##### RECORDED INFORMATION

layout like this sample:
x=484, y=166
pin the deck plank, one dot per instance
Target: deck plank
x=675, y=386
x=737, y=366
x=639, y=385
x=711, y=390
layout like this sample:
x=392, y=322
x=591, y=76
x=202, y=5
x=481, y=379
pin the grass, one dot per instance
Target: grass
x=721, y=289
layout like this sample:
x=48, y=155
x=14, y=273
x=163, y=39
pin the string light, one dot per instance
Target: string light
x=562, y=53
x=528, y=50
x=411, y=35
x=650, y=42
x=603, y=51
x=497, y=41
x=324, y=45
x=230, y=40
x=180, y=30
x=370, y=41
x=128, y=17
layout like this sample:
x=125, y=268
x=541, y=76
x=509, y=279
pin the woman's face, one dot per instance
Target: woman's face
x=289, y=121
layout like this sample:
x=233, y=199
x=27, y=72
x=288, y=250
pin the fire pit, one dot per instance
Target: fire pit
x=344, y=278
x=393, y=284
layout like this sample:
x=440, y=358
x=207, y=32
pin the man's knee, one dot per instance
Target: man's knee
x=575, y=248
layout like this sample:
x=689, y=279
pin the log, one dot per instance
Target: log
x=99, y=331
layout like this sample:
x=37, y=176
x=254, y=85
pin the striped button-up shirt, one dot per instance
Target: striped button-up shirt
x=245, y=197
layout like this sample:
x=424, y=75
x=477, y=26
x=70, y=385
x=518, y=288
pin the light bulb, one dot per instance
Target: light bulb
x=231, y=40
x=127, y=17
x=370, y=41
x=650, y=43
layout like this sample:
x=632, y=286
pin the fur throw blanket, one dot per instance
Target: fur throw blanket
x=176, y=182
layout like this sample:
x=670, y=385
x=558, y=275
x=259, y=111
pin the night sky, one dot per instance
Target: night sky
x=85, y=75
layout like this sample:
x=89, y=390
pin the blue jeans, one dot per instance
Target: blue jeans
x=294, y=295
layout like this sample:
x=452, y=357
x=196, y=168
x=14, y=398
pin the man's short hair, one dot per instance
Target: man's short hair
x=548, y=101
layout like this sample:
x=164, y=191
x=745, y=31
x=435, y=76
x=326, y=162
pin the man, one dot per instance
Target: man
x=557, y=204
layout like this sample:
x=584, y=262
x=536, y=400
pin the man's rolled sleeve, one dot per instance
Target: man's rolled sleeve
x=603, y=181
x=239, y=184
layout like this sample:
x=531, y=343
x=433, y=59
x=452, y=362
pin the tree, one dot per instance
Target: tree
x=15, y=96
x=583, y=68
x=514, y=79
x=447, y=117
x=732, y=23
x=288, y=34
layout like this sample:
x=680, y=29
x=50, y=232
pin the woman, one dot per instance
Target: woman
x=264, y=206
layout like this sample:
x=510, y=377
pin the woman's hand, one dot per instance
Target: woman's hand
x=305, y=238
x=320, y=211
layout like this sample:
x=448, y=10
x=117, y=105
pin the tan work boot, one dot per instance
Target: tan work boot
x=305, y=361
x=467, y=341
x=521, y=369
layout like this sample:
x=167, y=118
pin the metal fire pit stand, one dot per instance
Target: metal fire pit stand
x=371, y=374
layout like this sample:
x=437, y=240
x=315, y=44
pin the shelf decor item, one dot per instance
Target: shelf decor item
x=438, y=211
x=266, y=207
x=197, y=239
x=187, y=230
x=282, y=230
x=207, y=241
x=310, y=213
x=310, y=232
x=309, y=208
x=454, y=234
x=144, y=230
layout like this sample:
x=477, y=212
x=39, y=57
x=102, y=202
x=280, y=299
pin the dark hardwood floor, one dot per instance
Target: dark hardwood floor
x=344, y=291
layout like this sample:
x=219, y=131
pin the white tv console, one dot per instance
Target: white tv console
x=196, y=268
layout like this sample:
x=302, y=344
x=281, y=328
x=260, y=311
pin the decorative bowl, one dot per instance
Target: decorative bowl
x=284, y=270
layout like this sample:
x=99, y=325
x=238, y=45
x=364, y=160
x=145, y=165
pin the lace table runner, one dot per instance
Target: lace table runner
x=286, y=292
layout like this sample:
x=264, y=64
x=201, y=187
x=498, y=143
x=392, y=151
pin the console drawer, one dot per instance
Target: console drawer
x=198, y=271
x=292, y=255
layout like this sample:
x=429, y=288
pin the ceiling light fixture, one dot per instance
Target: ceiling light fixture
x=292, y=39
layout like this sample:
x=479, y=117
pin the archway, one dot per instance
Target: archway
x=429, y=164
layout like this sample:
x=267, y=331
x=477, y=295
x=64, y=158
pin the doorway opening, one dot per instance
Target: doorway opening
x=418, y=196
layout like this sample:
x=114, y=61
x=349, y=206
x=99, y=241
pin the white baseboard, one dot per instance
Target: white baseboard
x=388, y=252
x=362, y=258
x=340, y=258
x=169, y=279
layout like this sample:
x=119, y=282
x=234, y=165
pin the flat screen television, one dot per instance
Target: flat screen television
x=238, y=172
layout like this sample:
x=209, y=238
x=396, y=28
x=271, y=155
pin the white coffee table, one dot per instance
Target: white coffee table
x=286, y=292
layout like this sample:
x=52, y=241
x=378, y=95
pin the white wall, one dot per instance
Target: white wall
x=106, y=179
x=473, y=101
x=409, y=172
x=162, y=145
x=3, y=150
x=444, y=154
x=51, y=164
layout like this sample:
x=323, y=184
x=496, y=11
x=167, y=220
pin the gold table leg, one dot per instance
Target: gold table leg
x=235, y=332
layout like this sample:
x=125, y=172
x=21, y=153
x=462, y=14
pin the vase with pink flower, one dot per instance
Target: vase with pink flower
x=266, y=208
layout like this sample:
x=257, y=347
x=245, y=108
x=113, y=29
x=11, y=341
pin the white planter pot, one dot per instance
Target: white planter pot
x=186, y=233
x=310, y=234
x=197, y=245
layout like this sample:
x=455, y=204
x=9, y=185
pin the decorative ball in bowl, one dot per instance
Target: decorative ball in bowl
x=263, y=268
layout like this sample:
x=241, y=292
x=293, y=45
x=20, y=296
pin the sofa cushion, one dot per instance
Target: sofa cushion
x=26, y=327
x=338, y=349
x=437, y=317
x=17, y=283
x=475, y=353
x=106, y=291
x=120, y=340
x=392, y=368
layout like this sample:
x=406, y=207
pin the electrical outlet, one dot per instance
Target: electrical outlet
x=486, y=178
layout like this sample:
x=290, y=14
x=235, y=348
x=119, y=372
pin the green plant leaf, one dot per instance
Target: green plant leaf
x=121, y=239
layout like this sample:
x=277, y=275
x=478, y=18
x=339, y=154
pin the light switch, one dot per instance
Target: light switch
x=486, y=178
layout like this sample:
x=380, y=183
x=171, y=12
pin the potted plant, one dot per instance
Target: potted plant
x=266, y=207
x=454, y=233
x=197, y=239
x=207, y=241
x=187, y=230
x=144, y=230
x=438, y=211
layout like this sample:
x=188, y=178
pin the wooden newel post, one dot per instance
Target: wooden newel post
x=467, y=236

##########
##### RECORDED INFORMATION

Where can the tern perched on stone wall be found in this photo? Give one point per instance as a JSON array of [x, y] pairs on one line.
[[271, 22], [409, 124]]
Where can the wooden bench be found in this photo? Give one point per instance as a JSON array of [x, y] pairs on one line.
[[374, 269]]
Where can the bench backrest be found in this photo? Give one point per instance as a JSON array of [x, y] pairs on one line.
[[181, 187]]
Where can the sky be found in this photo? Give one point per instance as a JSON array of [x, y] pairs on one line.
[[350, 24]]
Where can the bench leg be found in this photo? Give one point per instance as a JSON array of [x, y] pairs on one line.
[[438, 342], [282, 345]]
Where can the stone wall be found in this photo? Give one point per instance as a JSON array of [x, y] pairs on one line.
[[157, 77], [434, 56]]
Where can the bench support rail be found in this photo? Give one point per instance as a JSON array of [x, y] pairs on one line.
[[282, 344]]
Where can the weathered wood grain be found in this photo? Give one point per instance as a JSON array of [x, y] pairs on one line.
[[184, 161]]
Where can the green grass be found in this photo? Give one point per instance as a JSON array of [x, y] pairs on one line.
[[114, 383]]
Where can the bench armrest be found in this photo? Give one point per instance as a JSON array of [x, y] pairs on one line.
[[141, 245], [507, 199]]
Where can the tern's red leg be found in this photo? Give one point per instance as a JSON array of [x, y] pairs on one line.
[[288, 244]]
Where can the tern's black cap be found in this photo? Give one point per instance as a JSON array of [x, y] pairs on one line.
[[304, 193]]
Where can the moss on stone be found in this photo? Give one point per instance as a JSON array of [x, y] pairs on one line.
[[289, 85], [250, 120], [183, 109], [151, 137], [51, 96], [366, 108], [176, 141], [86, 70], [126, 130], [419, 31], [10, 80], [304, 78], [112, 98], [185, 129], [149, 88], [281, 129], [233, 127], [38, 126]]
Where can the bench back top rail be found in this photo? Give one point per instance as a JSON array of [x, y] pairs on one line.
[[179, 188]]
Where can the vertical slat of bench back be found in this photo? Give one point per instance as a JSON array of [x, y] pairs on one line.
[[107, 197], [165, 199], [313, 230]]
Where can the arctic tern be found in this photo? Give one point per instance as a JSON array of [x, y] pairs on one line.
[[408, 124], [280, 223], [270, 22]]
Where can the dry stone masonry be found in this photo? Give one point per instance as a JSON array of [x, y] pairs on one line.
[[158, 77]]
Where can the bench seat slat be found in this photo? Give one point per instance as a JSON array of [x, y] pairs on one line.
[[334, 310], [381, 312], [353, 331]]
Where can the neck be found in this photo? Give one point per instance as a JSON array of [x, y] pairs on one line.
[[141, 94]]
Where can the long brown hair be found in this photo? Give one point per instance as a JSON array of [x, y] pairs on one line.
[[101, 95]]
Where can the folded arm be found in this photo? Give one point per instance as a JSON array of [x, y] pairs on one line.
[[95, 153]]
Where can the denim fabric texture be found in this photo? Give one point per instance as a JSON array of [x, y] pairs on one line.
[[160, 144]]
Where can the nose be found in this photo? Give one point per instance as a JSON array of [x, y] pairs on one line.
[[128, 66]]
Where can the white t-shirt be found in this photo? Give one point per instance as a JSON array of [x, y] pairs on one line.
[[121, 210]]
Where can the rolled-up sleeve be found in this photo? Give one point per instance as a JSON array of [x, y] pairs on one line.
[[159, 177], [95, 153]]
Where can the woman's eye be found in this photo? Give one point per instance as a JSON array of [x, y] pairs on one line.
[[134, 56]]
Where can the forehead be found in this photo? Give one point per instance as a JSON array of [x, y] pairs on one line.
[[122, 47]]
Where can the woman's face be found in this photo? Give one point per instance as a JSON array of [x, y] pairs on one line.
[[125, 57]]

##########

**ASSIGNED TASK**
Starting at the line above that contains "Target: woman's face", repeat each line exactly up to and including the line that contains "x=50, y=232", and stop there.

**TASK OUTPUT**
Target: woman's face
x=289, y=121
layout like this sample:
x=233, y=199
x=27, y=72
x=288, y=250
pin the fire pit, one dot per instance
Target: fire pit
x=344, y=278
x=393, y=284
layout like this sample:
x=440, y=358
x=207, y=32
pin the man's knee, one dot per instance
Target: man's knee
x=575, y=248
layout like this sample:
x=689, y=279
pin the log, one dot per instance
Target: log
x=99, y=331
layout like this sample:
x=37, y=176
x=254, y=85
pin the striped button-up shirt, one dot per instance
Target: striped button-up shirt
x=245, y=197
layout like this sample:
x=424, y=75
x=477, y=26
x=70, y=385
x=518, y=288
pin the light bulb, one dot per instance
Target: light bulb
x=231, y=40
x=127, y=17
x=370, y=41
x=650, y=43
layout like this sample:
x=632, y=286
pin the fur throw blanket, one dot per instance
Target: fur throw blanket
x=176, y=182
layout like this sample:
x=670, y=385
x=558, y=275
x=259, y=111
pin the night sky, one dot per instance
Target: night sky
x=85, y=75
layout like this sample:
x=89, y=390
pin the blue jeans, one dot per instance
Target: blue jeans
x=294, y=295
layout like this sample:
x=452, y=357
x=196, y=168
x=14, y=398
pin the man's short hair, one dot per instance
Target: man's short hair
x=548, y=101
layout like this sample:
x=164, y=191
x=745, y=31
x=435, y=76
x=326, y=162
pin the man, one dot per instance
Target: man
x=557, y=204
layout like this sample:
x=584, y=262
x=536, y=400
pin the man's rolled sleeve, one dot per instance
Target: man's rolled sleeve
x=603, y=181
x=239, y=184
layout like this sample:
x=531, y=343
x=433, y=59
x=452, y=362
pin the tree, one dot per instance
Target: tree
x=15, y=96
x=583, y=68
x=514, y=79
x=447, y=117
x=732, y=23
x=288, y=34
layout like this sample:
x=680, y=29
x=50, y=232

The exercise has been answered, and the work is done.